[Exercise inputs]:
++++++++++

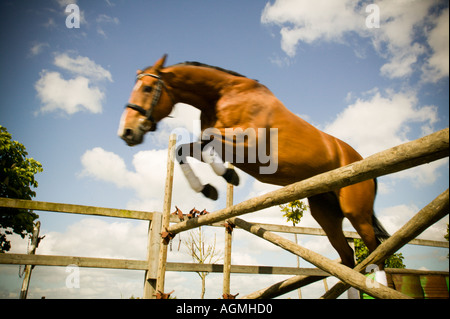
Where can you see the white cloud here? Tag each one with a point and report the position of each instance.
(309, 21)
(82, 66)
(380, 121)
(402, 24)
(437, 65)
(69, 96)
(103, 20)
(147, 179)
(37, 48)
(79, 93)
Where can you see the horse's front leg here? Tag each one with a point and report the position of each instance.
(201, 152)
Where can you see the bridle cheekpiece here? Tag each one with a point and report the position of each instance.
(156, 97)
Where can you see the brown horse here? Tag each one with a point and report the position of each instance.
(228, 100)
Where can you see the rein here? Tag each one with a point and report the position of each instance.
(156, 97)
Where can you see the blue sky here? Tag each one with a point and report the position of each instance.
(63, 91)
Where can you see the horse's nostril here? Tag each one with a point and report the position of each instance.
(128, 132)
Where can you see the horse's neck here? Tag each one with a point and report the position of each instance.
(199, 87)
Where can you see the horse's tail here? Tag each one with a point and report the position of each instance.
(380, 232)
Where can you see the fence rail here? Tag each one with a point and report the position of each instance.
(408, 155)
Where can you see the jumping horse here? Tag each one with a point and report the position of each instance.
(227, 100)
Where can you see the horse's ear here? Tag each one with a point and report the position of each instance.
(160, 63)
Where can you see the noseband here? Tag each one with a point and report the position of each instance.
(156, 97)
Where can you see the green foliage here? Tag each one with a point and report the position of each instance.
(293, 211)
(362, 252)
(16, 181)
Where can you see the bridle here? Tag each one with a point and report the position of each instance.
(156, 97)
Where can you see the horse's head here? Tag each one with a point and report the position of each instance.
(149, 103)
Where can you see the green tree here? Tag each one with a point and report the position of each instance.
(202, 252)
(16, 181)
(293, 212)
(362, 252)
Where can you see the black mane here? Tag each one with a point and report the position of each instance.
(193, 63)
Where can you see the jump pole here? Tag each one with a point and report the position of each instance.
(424, 150)
(228, 242)
(426, 217)
(29, 268)
(166, 215)
(340, 271)
(433, 212)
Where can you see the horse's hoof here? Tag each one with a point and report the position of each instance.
(231, 177)
(210, 192)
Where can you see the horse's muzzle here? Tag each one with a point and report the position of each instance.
(132, 137)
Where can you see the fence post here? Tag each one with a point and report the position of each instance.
(164, 242)
(29, 268)
(228, 241)
(154, 235)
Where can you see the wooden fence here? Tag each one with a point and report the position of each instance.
(164, 226)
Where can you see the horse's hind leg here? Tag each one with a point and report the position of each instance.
(193, 150)
(325, 210)
(206, 153)
(357, 205)
(356, 202)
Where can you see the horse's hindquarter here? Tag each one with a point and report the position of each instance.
(303, 150)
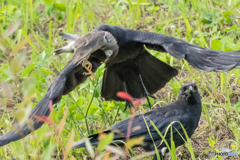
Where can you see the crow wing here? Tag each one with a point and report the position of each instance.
(201, 58)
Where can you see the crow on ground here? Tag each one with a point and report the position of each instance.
(186, 109)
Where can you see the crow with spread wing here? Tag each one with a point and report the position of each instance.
(101, 45)
(186, 110)
(129, 66)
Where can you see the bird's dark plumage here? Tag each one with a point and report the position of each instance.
(130, 67)
(186, 109)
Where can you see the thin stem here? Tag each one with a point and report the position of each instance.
(129, 130)
(89, 107)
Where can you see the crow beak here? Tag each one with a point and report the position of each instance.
(106, 60)
(108, 54)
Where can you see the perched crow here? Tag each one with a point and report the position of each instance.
(129, 66)
(186, 109)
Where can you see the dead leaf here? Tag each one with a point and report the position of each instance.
(12, 29)
(62, 123)
(134, 141)
(69, 144)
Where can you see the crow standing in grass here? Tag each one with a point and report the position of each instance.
(129, 66)
(186, 109)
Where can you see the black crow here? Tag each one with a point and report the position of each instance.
(129, 66)
(68, 79)
(186, 109)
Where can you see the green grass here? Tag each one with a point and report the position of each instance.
(27, 69)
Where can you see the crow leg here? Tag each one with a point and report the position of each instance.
(146, 92)
(128, 104)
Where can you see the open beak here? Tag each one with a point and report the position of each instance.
(190, 89)
(106, 60)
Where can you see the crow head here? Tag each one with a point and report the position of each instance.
(189, 93)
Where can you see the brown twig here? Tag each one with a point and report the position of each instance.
(129, 130)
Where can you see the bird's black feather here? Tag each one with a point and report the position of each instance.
(186, 110)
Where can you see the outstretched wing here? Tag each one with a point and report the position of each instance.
(69, 78)
(201, 58)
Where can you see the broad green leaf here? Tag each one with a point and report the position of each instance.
(27, 70)
(216, 44)
(47, 153)
(14, 2)
(60, 6)
(134, 141)
(79, 117)
(48, 1)
(105, 141)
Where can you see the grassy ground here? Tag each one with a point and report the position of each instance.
(28, 68)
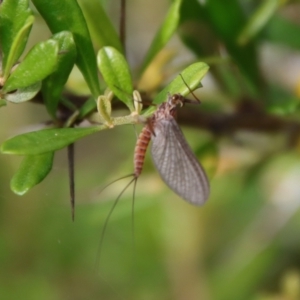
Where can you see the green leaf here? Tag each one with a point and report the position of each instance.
(165, 32)
(258, 20)
(38, 64)
(15, 23)
(2, 102)
(17, 45)
(23, 94)
(67, 16)
(102, 30)
(223, 20)
(115, 72)
(192, 76)
(46, 140)
(277, 29)
(33, 169)
(53, 85)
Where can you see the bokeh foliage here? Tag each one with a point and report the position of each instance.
(243, 244)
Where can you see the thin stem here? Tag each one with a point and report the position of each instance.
(123, 24)
(71, 178)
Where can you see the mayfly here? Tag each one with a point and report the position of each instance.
(172, 156)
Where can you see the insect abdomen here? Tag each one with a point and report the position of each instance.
(140, 150)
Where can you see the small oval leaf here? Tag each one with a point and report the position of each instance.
(33, 169)
(53, 84)
(38, 64)
(67, 15)
(14, 16)
(47, 140)
(116, 74)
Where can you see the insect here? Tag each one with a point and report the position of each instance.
(172, 156)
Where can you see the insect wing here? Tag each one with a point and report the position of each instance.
(177, 164)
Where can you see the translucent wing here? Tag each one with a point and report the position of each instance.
(177, 164)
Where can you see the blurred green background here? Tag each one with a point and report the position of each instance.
(242, 244)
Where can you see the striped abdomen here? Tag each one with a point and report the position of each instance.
(140, 150)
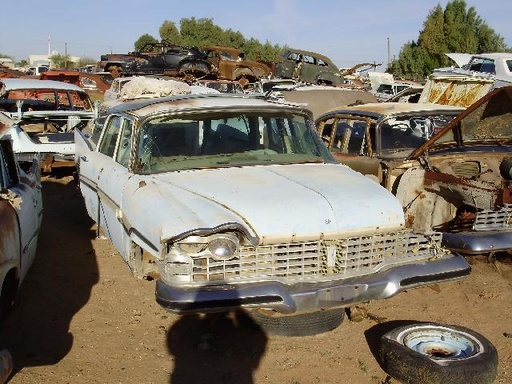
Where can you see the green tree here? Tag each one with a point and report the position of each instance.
(169, 32)
(143, 40)
(61, 61)
(202, 32)
(456, 29)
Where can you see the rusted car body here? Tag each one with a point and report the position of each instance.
(21, 210)
(189, 189)
(308, 67)
(95, 84)
(477, 75)
(159, 58)
(41, 116)
(232, 65)
(321, 98)
(459, 181)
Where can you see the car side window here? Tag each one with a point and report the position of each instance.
(123, 151)
(8, 174)
(108, 140)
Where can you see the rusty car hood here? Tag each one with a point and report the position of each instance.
(486, 122)
(312, 204)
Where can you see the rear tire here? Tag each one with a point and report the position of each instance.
(304, 324)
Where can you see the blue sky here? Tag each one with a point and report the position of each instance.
(349, 32)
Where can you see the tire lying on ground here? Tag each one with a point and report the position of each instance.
(303, 324)
(435, 353)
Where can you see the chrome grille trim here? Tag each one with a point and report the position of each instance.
(319, 260)
(488, 220)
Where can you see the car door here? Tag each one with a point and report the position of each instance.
(21, 198)
(112, 178)
(89, 162)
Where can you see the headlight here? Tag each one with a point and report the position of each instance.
(223, 247)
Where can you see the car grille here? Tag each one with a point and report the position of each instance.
(317, 260)
(488, 220)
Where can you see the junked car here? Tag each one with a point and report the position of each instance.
(233, 202)
(21, 211)
(231, 64)
(307, 67)
(41, 116)
(458, 182)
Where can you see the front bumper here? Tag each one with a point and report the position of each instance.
(309, 296)
(478, 242)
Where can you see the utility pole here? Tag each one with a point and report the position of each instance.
(389, 54)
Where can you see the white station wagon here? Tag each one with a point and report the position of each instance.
(233, 202)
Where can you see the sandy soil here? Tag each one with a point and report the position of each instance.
(83, 318)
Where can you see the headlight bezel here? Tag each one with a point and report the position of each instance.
(221, 246)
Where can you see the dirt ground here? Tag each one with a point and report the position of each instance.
(83, 318)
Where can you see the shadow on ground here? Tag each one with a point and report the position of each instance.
(59, 283)
(218, 348)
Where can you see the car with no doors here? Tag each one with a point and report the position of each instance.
(234, 203)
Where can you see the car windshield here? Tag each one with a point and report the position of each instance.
(487, 124)
(400, 135)
(227, 140)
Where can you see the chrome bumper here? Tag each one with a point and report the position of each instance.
(308, 296)
(478, 242)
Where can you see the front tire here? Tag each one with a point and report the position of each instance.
(433, 353)
(303, 324)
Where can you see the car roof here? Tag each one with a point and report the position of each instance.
(381, 109)
(16, 83)
(502, 95)
(309, 53)
(203, 102)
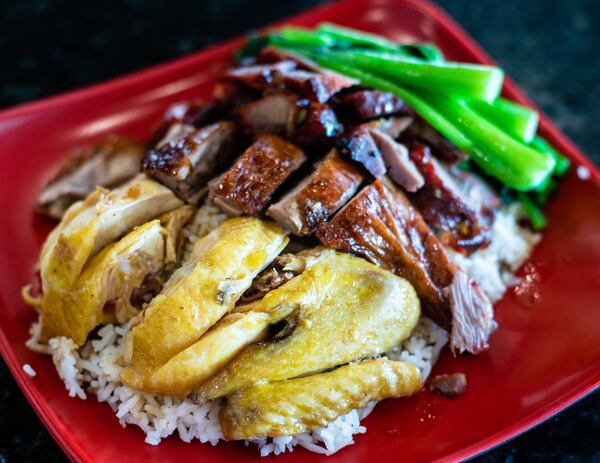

++++++++++

[What is being asked]: What should appear is an exact copy of the lines from the one containing "Where can you see the headlight here?" through the last line of the records above, pictures excluded.

[Completed task]:
Where can you see the headlight here? Tag each one with a point and report the position of each instance.
(223, 247)
Where can you see the car grille here? Tag each one with a point and report the position of each instance.
(317, 260)
(488, 220)
Where can you see the junked car here? Tag each one with a point and report the position of each instance.
(233, 202)
(21, 211)
(231, 64)
(307, 67)
(41, 116)
(458, 182)
Where can you see the front bumper here? Tag each one with a point and report the position of each instance.
(309, 296)
(478, 242)
Where can you see the utility pole here? Tag each one with a point and report the position of each instance.
(389, 54)
Where can you see the white station wagon here? Tag each one with a point and report the position of each instance.
(233, 202)
Where can you see the sandy soil here? Tag each one with a point and report the position of each instance.
(83, 318)
Where can you see the headlight bezel here? Tag each one with a point and report the position of each instance.
(221, 246)
Where can you see the dirt ground here? Tag each one with a point and report the position of each instance.
(83, 318)
Where can you see the shadow on ground here? Tag each one with a point and report the position of each instance.
(59, 283)
(218, 348)
Where can you see the car with no doors here? Tag each one with a point and report the position of each instance.
(234, 203)
Where can you see the car windshield here? Tag each one with a point and report the position of each instance.
(487, 124)
(400, 135)
(227, 140)
Where can you see the chrome bumper here? Tag each one with a point and report the position of each instance.
(308, 296)
(478, 242)
Where can you see the front tire here? Tag each one with a point and report the position of each instance.
(433, 353)
(303, 324)
Where can you see the car roof here? Tag each one with a point and report the position of each instance.
(381, 109)
(16, 83)
(502, 95)
(309, 53)
(203, 102)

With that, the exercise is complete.